:: AIM OF THE TASK ::
Quote all of the data below exactly, please.

[Begin RECORDS]

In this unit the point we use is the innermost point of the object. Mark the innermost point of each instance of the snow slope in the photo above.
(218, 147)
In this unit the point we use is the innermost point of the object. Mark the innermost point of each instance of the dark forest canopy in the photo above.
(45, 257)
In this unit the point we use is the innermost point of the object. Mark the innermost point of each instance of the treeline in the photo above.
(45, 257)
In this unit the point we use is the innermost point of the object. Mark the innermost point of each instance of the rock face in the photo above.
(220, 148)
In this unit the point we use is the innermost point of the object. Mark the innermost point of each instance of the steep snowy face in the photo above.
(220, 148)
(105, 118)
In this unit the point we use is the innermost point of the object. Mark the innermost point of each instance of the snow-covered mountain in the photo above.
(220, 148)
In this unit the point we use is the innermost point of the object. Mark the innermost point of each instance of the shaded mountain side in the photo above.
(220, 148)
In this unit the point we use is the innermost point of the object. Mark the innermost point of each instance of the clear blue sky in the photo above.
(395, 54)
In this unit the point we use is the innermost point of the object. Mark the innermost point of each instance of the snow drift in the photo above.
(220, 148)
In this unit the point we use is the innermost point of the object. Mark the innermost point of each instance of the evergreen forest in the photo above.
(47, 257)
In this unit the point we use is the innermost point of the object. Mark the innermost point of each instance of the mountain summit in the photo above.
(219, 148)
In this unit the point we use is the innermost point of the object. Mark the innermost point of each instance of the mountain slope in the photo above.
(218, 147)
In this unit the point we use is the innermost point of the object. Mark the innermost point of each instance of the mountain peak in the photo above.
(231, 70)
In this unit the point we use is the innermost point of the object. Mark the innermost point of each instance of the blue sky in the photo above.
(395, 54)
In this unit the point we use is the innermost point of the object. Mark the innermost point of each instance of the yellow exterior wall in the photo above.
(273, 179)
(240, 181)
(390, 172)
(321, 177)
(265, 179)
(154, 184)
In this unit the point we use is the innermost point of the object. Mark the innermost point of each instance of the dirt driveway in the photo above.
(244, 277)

[End RECORDS]

:: EXERCISE RESPONSE ::
In this unit the point we use is the innermost point of the object. Mark the innermost point of each instance of the snow slope in the photo above.
(218, 147)
In this unit the point we use is the innermost point of the object. Mark the innermost point of each instance of the dark forest canopy in the photo above.
(45, 257)
In this unit the point we use is the innermost point of the object. Mark the innermost point of each instance of the treeline in the photo above.
(45, 257)
In this unit the point we use is the innermost point of the object. Mark the innermost point of each instance of the rock face in the photo above.
(220, 148)
In this unit the point we use is the innermost point of the object. Mark the innermost point of each instance of the steep snowy face in the photo above.
(220, 148)
(105, 118)
In this unit the point we use is the innermost point of the object. Mark the innermost point of each instance of the snow-covered mountain in the photo above.
(220, 148)
In this unit the point we use is the innermost point of the object. Mark the innermost point of each instance of the shaded mountain side in the photo above.
(220, 148)
In this unit the point we use is the innermost point of the object. Mark the innermost point of each instance of the clear blue sky in the photo above.
(395, 54)
In this unit the point we use is the innermost point of the object. Mark the innermost point of each instance of the snow drift in the photo above.
(220, 148)
In this unit the point we use is the innermost point of the object. Mark the innermost point of each instance of the evergreen forest in the photo above.
(47, 257)
In this unit the point we use is the innermost point of the object. Mark the innermost point of each instance of the mountain summit in the photo above.
(219, 148)
In this unit the point we use is the innermost point of the object. Mark the innermost point of each instance of the mountain slope in the photo above.
(218, 147)
In this unit the point we use is the innermost point of the object. Mark the innermost point of each instance of the mountain peak in the photo above.
(231, 70)
In this unit the point we use is the innermost point of the object. Mark the innermost point of each instance of the blue sky in the photo above.
(395, 54)
In this unit the point we use is the innermost point of the object. Mark the innermost point of each instance of the yellow exterior wall in the photo above.
(273, 179)
(240, 181)
(390, 172)
(321, 177)
(265, 179)
(154, 184)
In this unit the point we use is the innermost point of the object. Mark the innermost point of each instance of the dirt driveway in the photo above.
(244, 277)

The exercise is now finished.